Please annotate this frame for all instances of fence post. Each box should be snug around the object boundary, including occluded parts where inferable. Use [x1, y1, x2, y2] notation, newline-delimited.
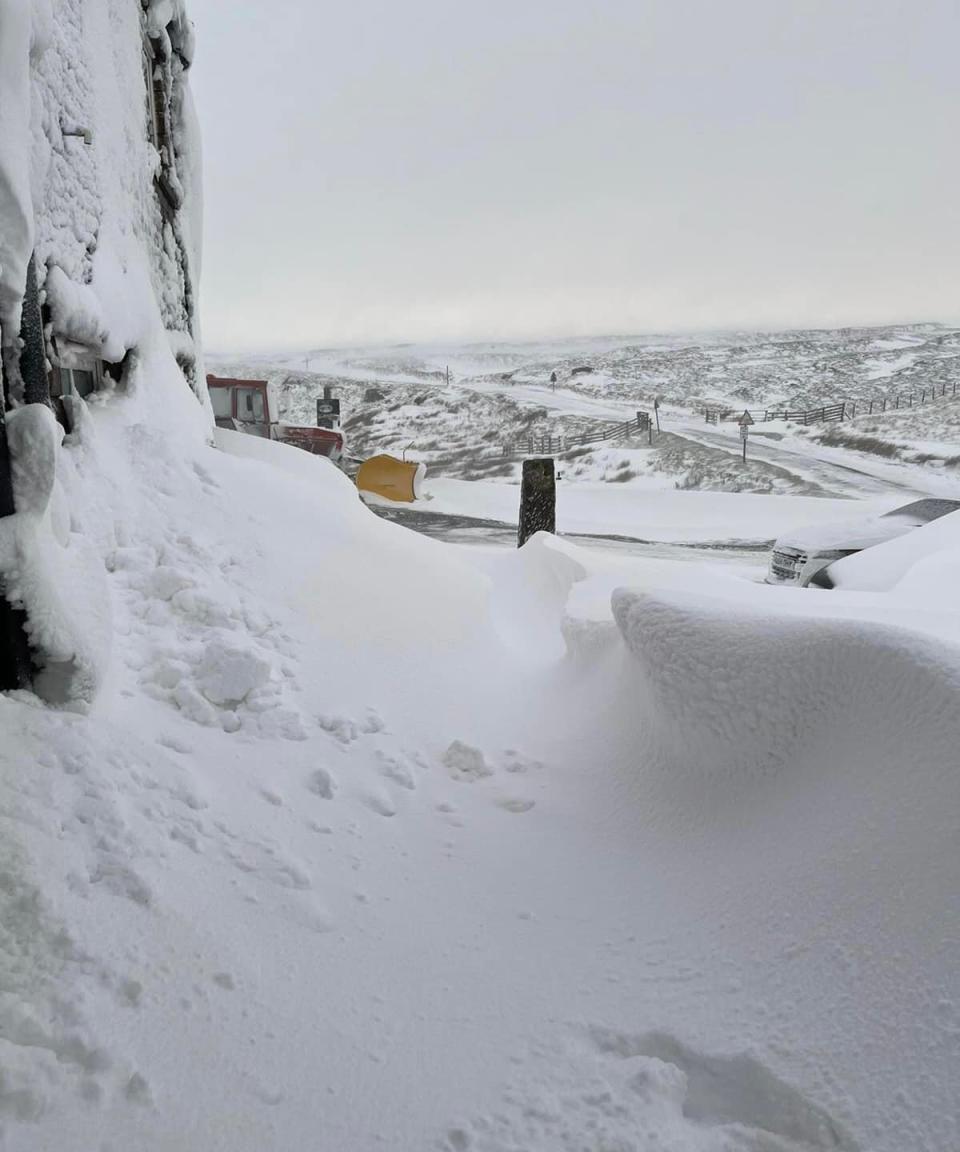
[516, 457, 557, 548]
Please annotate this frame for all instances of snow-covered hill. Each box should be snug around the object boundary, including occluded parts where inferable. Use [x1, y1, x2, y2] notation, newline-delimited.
[0, 389, 960, 1152]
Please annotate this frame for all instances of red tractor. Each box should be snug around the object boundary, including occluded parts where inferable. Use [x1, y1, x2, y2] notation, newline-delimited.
[206, 376, 343, 464]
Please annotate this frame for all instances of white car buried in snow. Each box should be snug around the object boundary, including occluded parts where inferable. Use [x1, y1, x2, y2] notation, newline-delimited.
[766, 497, 960, 588]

== == ==

Starting at the beginning of the entries and ending at the line containing "[0, 389, 960, 1152]", rewrite those lines with "snug" replaced by "tight" and everything else unchanged, leaving out the pictures.

Please annotate this frame for all instances of fence post. Each box should be tight around the object boundary, including occluded parts where inferable. Use [x1, y1, x2, y2] notation, newline-delimited.
[516, 457, 557, 548]
Please annotate this frame for all instances of snow-covered hill. Each box should be tight around the object boundary, including occluded parts where inferable. Use [x1, y1, x2, y2] notation, newline-delimited.
[0, 389, 960, 1152]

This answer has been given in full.